→ **Set task**
Transcribe the records below exactly as they appear.

→ **Dataset records**

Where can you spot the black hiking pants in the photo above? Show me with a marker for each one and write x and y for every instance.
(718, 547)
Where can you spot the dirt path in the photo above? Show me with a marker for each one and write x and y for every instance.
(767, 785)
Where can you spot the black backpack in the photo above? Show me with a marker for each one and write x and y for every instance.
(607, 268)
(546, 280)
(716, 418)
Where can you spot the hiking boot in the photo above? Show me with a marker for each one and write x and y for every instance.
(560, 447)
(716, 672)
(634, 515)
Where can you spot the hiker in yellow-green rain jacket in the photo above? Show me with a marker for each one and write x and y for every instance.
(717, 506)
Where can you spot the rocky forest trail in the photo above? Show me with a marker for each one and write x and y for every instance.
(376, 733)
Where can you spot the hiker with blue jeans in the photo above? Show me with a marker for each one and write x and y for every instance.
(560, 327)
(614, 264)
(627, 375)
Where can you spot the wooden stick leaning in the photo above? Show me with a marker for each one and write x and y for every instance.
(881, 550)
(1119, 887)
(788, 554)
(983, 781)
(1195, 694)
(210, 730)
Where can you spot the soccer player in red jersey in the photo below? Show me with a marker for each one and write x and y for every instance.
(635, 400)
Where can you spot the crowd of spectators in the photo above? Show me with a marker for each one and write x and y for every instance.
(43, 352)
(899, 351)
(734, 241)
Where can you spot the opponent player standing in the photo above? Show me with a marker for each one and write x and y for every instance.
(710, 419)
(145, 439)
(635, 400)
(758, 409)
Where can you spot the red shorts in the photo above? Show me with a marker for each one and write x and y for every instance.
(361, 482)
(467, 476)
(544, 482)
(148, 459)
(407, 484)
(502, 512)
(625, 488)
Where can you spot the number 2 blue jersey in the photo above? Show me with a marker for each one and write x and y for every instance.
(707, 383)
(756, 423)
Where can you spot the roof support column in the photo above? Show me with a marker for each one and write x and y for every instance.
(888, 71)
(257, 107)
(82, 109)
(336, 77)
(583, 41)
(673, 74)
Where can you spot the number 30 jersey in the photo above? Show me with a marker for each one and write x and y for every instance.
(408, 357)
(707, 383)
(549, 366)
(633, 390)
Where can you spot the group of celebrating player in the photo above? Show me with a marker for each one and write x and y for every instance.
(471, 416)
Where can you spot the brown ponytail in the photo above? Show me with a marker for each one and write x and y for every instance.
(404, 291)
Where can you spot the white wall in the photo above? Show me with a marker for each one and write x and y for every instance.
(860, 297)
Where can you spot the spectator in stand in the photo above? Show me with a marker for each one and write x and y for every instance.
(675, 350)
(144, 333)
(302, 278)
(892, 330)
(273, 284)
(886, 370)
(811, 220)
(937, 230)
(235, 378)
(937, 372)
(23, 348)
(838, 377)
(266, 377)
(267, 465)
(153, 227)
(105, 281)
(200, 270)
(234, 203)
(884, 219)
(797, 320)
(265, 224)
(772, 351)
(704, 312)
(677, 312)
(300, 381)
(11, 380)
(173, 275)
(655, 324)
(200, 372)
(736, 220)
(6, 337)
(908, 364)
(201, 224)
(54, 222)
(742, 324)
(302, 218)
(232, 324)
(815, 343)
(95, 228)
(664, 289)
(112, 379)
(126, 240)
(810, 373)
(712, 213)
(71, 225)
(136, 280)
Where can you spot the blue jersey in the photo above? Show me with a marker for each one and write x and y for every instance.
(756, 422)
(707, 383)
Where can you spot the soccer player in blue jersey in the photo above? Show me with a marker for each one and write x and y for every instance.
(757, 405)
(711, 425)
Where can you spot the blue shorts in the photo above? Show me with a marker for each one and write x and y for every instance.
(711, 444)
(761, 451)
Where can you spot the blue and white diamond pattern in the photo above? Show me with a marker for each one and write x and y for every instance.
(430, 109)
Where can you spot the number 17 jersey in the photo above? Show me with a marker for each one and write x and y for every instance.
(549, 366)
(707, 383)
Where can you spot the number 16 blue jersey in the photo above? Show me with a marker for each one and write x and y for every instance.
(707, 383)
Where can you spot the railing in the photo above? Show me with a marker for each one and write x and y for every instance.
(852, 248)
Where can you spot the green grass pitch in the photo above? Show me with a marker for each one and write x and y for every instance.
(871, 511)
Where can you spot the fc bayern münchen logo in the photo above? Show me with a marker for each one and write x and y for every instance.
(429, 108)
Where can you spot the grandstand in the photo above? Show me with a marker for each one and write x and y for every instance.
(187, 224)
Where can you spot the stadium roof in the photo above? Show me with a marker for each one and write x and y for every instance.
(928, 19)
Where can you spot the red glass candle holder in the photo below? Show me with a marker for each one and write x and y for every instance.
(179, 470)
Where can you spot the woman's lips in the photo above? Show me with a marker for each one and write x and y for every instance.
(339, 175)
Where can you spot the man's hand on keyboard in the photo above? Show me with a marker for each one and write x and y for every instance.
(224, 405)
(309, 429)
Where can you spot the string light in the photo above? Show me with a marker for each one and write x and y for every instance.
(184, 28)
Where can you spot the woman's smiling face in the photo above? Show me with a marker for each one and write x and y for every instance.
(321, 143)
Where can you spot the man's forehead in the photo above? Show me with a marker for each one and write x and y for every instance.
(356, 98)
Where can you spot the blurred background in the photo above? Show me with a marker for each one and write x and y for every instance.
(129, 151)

→ **Written reply**
Where can you spot the black hiking pants in the photo above? Show me with a marker for each one and write x and y for every instance.
(718, 547)
Where can you spot the dirt path in the photo above? Show me with a marker for each one and write x and y for every instance.
(767, 785)
Where can you spot the black backpack in the photo above? Show me with a marker for each one and write x and y for every instance.
(607, 268)
(546, 280)
(716, 418)
Where can you spot the hiking boot in the photo above? Show me with a marker for each one and write x and y for every instance.
(560, 447)
(716, 672)
(634, 515)
Where can you spot the hiker in yellow-green rain jacket in the photo above? Show me with a marker for each one and write x and y for every instance.
(717, 506)
Where can you spot the rocky forest trail in the photo above? Show me with a marker for each one and write x and y for every instance.
(376, 733)
Where can you spot the hiker with blue jeans in the photo above? Show me with a marker for each one and write x and y for every instance.
(560, 327)
(614, 264)
(627, 375)
Where can you spot the wooden stick leaning in the photo above? Show me with a marker for each one and write x and y for every instance.
(881, 550)
(1119, 887)
(788, 554)
(983, 781)
(1195, 694)
(210, 730)
Where can you spot the soccer player in red jersey in the photo below? Show me with a marker for each one and write x and y for every instance.
(635, 400)
Where can you spot the crowd of spectators in the photo above? Show me with a marker for each one and write x and y for every instance.
(43, 352)
(899, 351)
(734, 241)
Where can you spot the opponent player standing in the photo above? Show me with a marker for each one and write x and y for every instance.
(710, 419)
(145, 439)
(635, 400)
(758, 409)
Where can you spot the red shorts in the photo above? Show me with a marker for each one and write x and y for every instance.
(361, 482)
(467, 476)
(544, 482)
(148, 459)
(407, 484)
(502, 512)
(625, 488)
Where can you spot the number 2 blue jersey in the photo above? Show me with a marker for each one and write x and y for every instance.
(707, 383)
(756, 423)
Where can you spot the roof support column in the photo above? Show me with a marker for each one and write x and y for every instance.
(888, 71)
(257, 107)
(82, 109)
(336, 77)
(583, 41)
(673, 74)
Where can you spot the number 30 jersey in the photo above? Show me with a marker for each one and write x and y for every instance.
(408, 357)
(707, 383)
(549, 366)
(633, 390)
Where can you spot the group of celebrating player in the photo above? Show me with a marker for each one and write x and y for every instance.
(471, 416)
Where can you spot the brown ponytail in the photo above? Show me with a marker for each one and write x and y for every instance.
(404, 291)
Where can you spot the white wall in the photo above? Show me with a marker for each one and write x and y for every instance.
(860, 297)
Where can you spot the spectator in stand in the photo above? Show me with a marker for each one and write x and y for every instance.
(675, 350)
(144, 333)
(302, 278)
(892, 330)
(273, 284)
(886, 370)
(811, 220)
(937, 230)
(235, 378)
(937, 372)
(23, 348)
(838, 377)
(266, 377)
(267, 465)
(153, 227)
(105, 281)
(200, 270)
(234, 203)
(884, 219)
(797, 320)
(265, 224)
(772, 351)
(704, 312)
(677, 312)
(300, 381)
(11, 380)
(173, 275)
(655, 324)
(200, 372)
(736, 220)
(6, 337)
(908, 364)
(201, 224)
(54, 222)
(742, 324)
(302, 218)
(232, 324)
(815, 343)
(95, 228)
(664, 289)
(112, 379)
(126, 240)
(810, 373)
(712, 213)
(71, 225)
(136, 280)
Where can you spot the blue jersey in the photo above? Show me with a marker for each one and write x and y for every instance.
(756, 422)
(707, 383)
Where can you spot the soccer player in blue jersey in the photo above? Show me with a marker for each one and write x and y for every instance.
(757, 405)
(711, 425)
Where can you spot the blue shorts in the photo above? Show me with a marker for each one and write x and y for every instance.
(711, 444)
(761, 451)
Where can you spot the blue and white diamond pattern in the photo above? Show me with a marker for each one and write x and y for every instance.
(430, 109)
Where can you spot the number 17 jersey in the photo above? Show me with a marker for each one and write x and y for every instance.
(549, 366)
(707, 383)
Where can you spot the number 16 blue jersey in the photo above? Show me with a marker for each one and write x and y for every instance.
(707, 383)
Where can you spot the railing in the photo above? Show me with a marker for each one and write x and y for every instance.
(852, 248)
Where can you spot the green grass pitch in the photo above? Show me with a marker for each one and write x and y for every instance.
(871, 511)
Where can you spot the fc bayern münchen logo in the photo above? Show me with a marker for each one and write x and y for every instance.
(429, 108)
Where can you spot the grandstand in the photo above? Show me with a marker for each one and write x and y for every instance.
(187, 224)
Where can you spot the stadium roof in the photo above? Show me with a marker for each one and write x and y for every instance.
(928, 19)
Where can you spot the red glass candle holder in the photo below? Show me with a marker for each one and write x and y for every instance.
(179, 470)
Where can you spot the woman's lips in the photo above? Show me with a marker for each one and write x and y for every instance.
(339, 175)
Where can you spot the man's hand on keyboard in the photo above? Show me with a marker for each one and write x and y for every instance.
(224, 405)
(309, 429)
Where can you spot the string light in the photo above? Show me with a marker for each one and write x and y for every instance.
(184, 28)
Where can you spot the woman's smiling face in the photo above? Show me with a marker for each one and write x and y for every instance.
(321, 143)
Where can you spot the man's forehead in the photo above? Show me with a marker for each one and write x and y for every instance.
(356, 98)
Where can you spot the blurred background in the photo above? Show me with a marker for each one and write x and y for every instance.
(129, 151)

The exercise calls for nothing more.